• _Try it_: Omit every picture, then return each line of the data below exactly.

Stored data

##########

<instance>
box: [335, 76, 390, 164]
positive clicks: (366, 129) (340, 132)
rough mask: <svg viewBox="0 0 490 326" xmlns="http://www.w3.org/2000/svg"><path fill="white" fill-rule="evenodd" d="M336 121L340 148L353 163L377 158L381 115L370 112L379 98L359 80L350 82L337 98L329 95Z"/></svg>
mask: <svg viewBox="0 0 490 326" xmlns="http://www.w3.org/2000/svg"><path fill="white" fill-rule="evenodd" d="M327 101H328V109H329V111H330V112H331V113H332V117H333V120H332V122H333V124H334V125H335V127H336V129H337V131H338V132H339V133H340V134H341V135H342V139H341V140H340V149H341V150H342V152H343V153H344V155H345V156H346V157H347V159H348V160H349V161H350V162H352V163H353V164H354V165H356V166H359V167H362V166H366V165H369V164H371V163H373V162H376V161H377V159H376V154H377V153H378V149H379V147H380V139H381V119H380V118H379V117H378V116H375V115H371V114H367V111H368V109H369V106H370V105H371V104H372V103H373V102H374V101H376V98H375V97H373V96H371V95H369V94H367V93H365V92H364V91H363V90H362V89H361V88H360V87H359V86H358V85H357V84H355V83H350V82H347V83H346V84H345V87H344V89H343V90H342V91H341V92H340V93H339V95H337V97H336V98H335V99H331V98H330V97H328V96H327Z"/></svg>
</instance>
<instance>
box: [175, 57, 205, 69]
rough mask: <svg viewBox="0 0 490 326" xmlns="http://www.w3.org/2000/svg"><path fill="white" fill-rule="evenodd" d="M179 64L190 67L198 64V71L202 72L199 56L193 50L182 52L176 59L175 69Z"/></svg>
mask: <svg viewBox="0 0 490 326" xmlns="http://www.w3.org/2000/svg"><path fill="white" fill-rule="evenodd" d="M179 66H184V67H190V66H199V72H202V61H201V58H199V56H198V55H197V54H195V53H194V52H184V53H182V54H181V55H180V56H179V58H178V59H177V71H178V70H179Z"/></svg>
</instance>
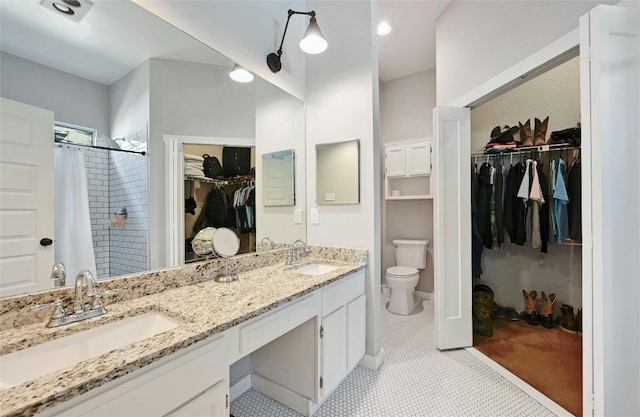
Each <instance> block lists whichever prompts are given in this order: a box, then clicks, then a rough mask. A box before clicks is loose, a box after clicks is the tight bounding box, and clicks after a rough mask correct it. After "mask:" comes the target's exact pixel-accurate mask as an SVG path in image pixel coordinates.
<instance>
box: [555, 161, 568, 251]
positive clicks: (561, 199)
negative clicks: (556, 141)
mask: <svg viewBox="0 0 640 417" xmlns="http://www.w3.org/2000/svg"><path fill="white" fill-rule="evenodd" d="M565 168H566V163H565V161H564V160H563V159H562V158H560V159H558V168H557V173H556V181H555V191H554V193H553V211H554V221H555V228H556V235H555V241H556V243H562V241H563V240H565V239H566V238H567V237H569V212H568V204H569V195H568V193H567V186H566V183H565V178H564V177H565Z"/></svg>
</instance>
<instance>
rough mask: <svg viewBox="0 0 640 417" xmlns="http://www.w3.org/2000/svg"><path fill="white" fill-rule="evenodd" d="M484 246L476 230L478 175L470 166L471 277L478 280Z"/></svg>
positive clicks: (477, 193) (474, 165) (472, 167)
mask: <svg viewBox="0 0 640 417" xmlns="http://www.w3.org/2000/svg"><path fill="white" fill-rule="evenodd" d="M483 249H484V244H483V243H482V236H481V235H480V230H479V228H478V173H477V171H476V166H475V165H472V166H471V276H472V277H473V278H480V276H481V275H482V265H481V262H480V260H481V258H482V251H483Z"/></svg>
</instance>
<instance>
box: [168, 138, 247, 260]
mask: <svg viewBox="0 0 640 417" xmlns="http://www.w3.org/2000/svg"><path fill="white" fill-rule="evenodd" d="M164 142H165V175H166V184H165V201H166V202H167V204H166V209H167V218H168V221H167V239H168V242H167V245H166V246H167V266H179V265H184V264H185V262H191V261H194V260H198V259H195V257H194V256H192V255H190V254H189V251H188V250H187V240H188V239H190V238H192V237H193V235H194V226H196V222H197V221H198V218H199V217H200V214H201V213H202V210H203V208H205V204H204V202H205V201H206V199H207V195H208V194H209V193H210V192H211V191H212V190H218V191H220V192H221V193H224V194H225V198H224V199H223V200H222V201H224V202H225V206H226V202H228V201H229V200H228V199H229V198H232V199H233V197H234V195H235V192H236V191H237V190H239V189H241V188H249V187H254V186H255V169H253V170H251V169H250V171H251V172H253V174H251V173H248V174H247V175H242V176H230V177H229V178H226V176H225V178H220V179H209V178H204V179H203V178H201V175H195V176H196V177H200V178H193V177H194V175H185V160H186V155H195V156H199V157H202V155H204V154H208V155H210V156H212V157H216V158H217V159H218V161H219V162H220V163H221V164H222V165H223V166H224V160H223V152H224V151H223V148H225V147H226V148H239V149H240V148H245V149H249V152H250V166H251V168H254V167H255V139H245V138H219V137H200V136H177V135H165V136H164ZM243 173H244V172H243ZM252 181H253V182H252ZM190 198H193V200H194V202H195V207H192V206H193V202H191V201H189V202H187V201H188V200H189V199H190ZM198 201H199V202H200V205H199V206H198ZM187 205H189V207H187ZM192 208H193V210H191V209H192ZM228 208H229V211H228V212H227V213H226V215H225V218H227V219H229V223H227V224H226V226H228V227H229V228H231V229H232V230H234V231H236V233H237V235H238V237H239V239H240V243H241V250H240V253H246V252H250V251H252V249H253V250H255V222H256V219H255V217H254V219H253V221H254V223H253V228H249V227H248V228H242V229H241V228H239V227H236V222H235V220H236V215H235V207H233V206H232V205H231V206H230V207H228ZM187 209H190V210H189V211H190V212H194V213H195V214H191V213H187ZM254 213H255V211H254ZM201 220H205V219H201ZM232 220H233V222H232ZM205 223H206V222H205ZM205 223H202V222H200V224H199V225H198V226H197V227H199V228H200V229H202V227H203V224H204V226H205V227H206V226H209V224H205Z"/></svg>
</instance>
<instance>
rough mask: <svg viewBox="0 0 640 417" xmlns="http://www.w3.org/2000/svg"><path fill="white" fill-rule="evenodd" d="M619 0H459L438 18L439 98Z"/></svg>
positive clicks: (499, 69) (452, 93) (483, 78)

##########

• _Task response_:
<instance>
box: [335, 76, 390, 164]
positive clicks: (366, 129) (340, 132)
rough mask: <svg viewBox="0 0 490 326" xmlns="http://www.w3.org/2000/svg"><path fill="white" fill-rule="evenodd" d="M336 121L340 148L353 163L377 158L381 115L370 112L379 98L359 80L350 82L337 98L329 95Z"/></svg>
mask: <svg viewBox="0 0 490 326" xmlns="http://www.w3.org/2000/svg"><path fill="white" fill-rule="evenodd" d="M327 101H328V109H329V111H330V112H331V113H332V117H333V120H332V122H333V124H334V125H335V127H336V129H337V131H338V132H339V133H340V134H341V135H342V139H341V140H340V149H341V150H342V152H343V153H344V155H345V156H346V157H347V159H348V160H349V161H350V162H352V163H353V164H354V165H356V166H359V167H362V166H366V165H369V164H371V163H373V162H376V161H377V159H376V154H377V153H378V149H379V147H380V139H381V119H380V118H379V117H378V116H375V115H371V114H367V111H368V109H369V106H370V105H371V104H372V103H373V102H374V101H376V98H375V97H373V96H371V95H369V94H367V93H365V92H364V91H363V90H362V89H361V88H360V87H359V86H358V85H357V84H355V83H350V82H347V83H346V84H345V87H344V89H343V90H342V91H341V92H340V93H339V95H337V97H336V98H335V99H331V98H330V97H328V96H327Z"/></svg>
</instance>
<instance>
box: [175, 57, 205, 69]
rough mask: <svg viewBox="0 0 490 326" xmlns="http://www.w3.org/2000/svg"><path fill="white" fill-rule="evenodd" d="M179 64L190 67L198 64V71L202 72L199 56L193 50L182 52L176 59L175 69Z"/></svg>
mask: <svg viewBox="0 0 490 326" xmlns="http://www.w3.org/2000/svg"><path fill="white" fill-rule="evenodd" d="M179 66H184V67H190V66H199V72H202V61H201V58H199V56H198V55H197V54H195V53H194V52H184V53H182V54H181V55H180V56H179V58H178V59H177V71H178V70H179Z"/></svg>
</instance>
Each <instance> block lists whichever prompts are given in this order: a box, then clicks, then a rough mask. A box before clicks is loose, a box after clicks is the tight bounding box, and clicks after a rough mask correct it. After "mask:" comes the target's exact pixel-accurate mask as an SVG path in image pixel coordinates.
<instance>
box: [555, 161, 568, 251]
positive clicks: (561, 199)
negative clicks: (556, 141)
mask: <svg viewBox="0 0 640 417" xmlns="http://www.w3.org/2000/svg"><path fill="white" fill-rule="evenodd" d="M565 168H566V163H565V161H564V160H563V159H562V158H560V159H558V168H557V173H556V181H555V191H554V193H553V211H554V221H555V228H556V235H555V241H556V243H562V241H563V240H565V239H566V238H567V237H569V212H568V204H569V195H568V193H567V186H566V183H565V178H564V177H565Z"/></svg>
</instance>
<instance>
rough mask: <svg viewBox="0 0 640 417" xmlns="http://www.w3.org/2000/svg"><path fill="white" fill-rule="evenodd" d="M484 246L476 230L478 175L470 166L471 277L478 280Z"/></svg>
positive clicks: (477, 193) (474, 165) (472, 167)
mask: <svg viewBox="0 0 640 417" xmlns="http://www.w3.org/2000/svg"><path fill="white" fill-rule="evenodd" d="M483 249H484V244H483V243H482V236H481V235H480V230H479V228H478V173H477V171H476V166H475V165H472V166H471V276H472V277H473V278H480V276H481V275H482V265H481V262H480V260H481V258H482V251H483Z"/></svg>
</instance>
<instance>
box: [168, 138, 247, 260]
mask: <svg viewBox="0 0 640 417" xmlns="http://www.w3.org/2000/svg"><path fill="white" fill-rule="evenodd" d="M164 142H165V175H166V184H165V201H166V202H167V204H166V209H167V218H168V221H167V239H168V242H167V245H166V246H167V266H179V265H184V264H185V262H191V261H194V260H198V259H195V257H194V256H192V255H190V254H189V251H188V250H187V240H188V239H190V238H192V237H193V235H194V226H196V222H197V221H198V218H199V217H200V214H201V213H202V210H203V208H205V204H204V202H205V201H206V199H207V195H208V194H209V193H210V192H211V191H212V190H218V191H220V192H221V193H224V194H225V198H224V199H223V200H222V201H224V202H225V206H226V202H228V201H229V200H228V199H229V198H232V199H233V197H234V195H235V192H236V191H237V190H239V189H241V188H249V187H254V186H255V169H253V170H251V169H250V171H251V172H253V174H251V173H248V174H247V175H242V176H230V177H229V178H226V176H225V178H220V179H209V178H204V179H203V178H201V175H195V176H196V177H200V178H193V177H194V175H185V160H186V155H195V156H199V157H202V155H204V154H208V155H210V156H212V157H216V158H217V159H218V161H219V162H220V163H221V164H222V165H223V166H224V160H223V152H224V151H223V148H225V147H226V148H239V149H240V148H245V149H249V152H250V166H251V168H254V167H255V139H245V138H219V137H200V136H177V135H165V136H164ZM243 173H244V172H243ZM252 181H253V182H252ZM190 198H193V200H194V202H195V207H192V206H193V202H191V201H189V202H187V201H188V200H189V199H190ZM198 201H199V202H200V205H199V206H198ZM187 205H189V207H187ZM192 208H193V210H191V209H192ZM228 208H229V211H228V212H227V213H226V215H225V218H227V219H229V223H227V224H226V226H228V227H229V228H231V229H232V230H234V231H236V233H237V235H238V237H239V239H240V243H241V250H240V253H246V252H250V251H252V249H253V250H255V222H256V219H255V217H254V219H253V221H254V223H253V228H249V227H248V228H242V229H241V228H239V227H236V222H235V220H236V215H235V207H233V206H232V205H231V206H230V207H228ZM187 209H190V210H189V211H190V212H194V213H195V214H191V213H187ZM254 213H255V211H254ZM201 220H205V219H201ZM232 220H233V222H232ZM205 223H206V222H205ZM205 223H202V222H200V224H199V225H198V226H197V227H199V228H200V229H202V227H203V224H204V226H205V227H206V226H209V224H205Z"/></svg>
</instance>
<instance>
rough mask: <svg viewBox="0 0 640 417" xmlns="http://www.w3.org/2000/svg"><path fill="white" fill-rule="evenodd" d="M619 0H459L438 18L439 98Z"/></svg>
positive clicks: (499, 69) (452, 93) (483, 78)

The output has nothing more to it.